• _Stated task_
Find each line in the material below that contains the string "colored" and copy those lines in full.

┌────────

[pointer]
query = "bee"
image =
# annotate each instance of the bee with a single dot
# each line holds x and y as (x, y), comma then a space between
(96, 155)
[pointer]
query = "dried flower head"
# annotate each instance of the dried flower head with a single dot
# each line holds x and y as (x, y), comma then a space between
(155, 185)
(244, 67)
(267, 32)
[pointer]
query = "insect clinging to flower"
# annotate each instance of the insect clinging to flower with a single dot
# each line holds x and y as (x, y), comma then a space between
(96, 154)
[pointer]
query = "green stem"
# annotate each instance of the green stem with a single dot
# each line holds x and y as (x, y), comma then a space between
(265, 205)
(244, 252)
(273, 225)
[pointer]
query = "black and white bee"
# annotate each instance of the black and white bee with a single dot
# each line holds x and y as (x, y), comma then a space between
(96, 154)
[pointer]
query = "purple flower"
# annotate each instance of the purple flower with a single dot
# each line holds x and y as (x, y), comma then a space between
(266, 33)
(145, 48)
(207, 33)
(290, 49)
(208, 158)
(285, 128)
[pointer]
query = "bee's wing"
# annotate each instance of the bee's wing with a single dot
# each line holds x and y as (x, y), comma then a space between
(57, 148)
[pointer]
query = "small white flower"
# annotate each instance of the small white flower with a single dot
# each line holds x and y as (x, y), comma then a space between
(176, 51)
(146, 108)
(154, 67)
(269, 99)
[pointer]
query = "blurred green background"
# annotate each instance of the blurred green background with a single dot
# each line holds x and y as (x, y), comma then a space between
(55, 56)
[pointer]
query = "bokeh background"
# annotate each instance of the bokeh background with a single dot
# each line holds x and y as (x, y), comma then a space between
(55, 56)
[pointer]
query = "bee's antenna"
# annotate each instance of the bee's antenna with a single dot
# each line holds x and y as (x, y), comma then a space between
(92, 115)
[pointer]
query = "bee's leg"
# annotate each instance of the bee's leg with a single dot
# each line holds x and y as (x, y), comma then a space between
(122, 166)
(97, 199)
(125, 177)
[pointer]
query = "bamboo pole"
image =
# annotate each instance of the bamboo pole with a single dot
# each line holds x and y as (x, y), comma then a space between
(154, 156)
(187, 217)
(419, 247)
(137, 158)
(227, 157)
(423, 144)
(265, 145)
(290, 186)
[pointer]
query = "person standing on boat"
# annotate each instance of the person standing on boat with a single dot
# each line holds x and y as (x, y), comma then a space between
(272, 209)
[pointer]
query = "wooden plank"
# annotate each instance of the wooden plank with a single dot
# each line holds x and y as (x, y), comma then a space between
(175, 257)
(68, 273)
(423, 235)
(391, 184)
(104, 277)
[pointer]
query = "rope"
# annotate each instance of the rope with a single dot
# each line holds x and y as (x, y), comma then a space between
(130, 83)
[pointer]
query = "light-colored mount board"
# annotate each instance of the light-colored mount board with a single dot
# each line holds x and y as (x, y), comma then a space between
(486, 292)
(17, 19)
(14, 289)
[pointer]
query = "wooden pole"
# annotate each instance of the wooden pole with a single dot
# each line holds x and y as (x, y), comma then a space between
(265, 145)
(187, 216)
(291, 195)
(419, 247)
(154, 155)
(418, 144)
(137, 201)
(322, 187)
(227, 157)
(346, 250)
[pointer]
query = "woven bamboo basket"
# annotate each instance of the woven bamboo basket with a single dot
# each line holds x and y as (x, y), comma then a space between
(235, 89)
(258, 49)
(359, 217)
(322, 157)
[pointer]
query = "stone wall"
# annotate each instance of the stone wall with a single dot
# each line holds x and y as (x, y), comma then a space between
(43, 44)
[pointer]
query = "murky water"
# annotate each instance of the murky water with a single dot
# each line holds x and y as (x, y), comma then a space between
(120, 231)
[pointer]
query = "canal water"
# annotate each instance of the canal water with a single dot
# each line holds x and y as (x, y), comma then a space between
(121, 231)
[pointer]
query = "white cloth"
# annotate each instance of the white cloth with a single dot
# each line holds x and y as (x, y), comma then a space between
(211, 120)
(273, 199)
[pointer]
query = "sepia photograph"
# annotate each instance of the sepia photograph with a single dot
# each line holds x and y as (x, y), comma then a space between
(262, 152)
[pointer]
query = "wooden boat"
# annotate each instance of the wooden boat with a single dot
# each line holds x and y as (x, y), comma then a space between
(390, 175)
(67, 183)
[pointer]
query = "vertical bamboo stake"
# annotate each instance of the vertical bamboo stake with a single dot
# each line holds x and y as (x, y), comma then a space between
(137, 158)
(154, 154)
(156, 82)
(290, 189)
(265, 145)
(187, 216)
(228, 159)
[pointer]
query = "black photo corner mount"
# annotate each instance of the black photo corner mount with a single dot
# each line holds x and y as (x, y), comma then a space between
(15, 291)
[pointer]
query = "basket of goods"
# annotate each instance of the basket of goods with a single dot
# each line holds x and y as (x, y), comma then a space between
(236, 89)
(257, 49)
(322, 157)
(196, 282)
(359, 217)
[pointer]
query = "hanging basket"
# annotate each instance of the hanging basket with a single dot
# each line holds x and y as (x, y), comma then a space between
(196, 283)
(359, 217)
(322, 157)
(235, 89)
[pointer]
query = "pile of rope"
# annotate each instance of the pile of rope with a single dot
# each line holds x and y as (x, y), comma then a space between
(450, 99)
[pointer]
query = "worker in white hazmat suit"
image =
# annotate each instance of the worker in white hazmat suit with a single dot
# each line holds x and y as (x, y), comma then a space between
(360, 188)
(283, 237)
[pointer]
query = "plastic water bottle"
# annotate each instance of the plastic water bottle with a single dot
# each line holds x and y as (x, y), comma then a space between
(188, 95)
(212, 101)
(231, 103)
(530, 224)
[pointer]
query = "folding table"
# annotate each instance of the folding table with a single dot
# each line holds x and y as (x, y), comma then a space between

└────────

• _Response_
query = "light-colored mount board"
# annotate each instance of the light-colored mount board with a single dot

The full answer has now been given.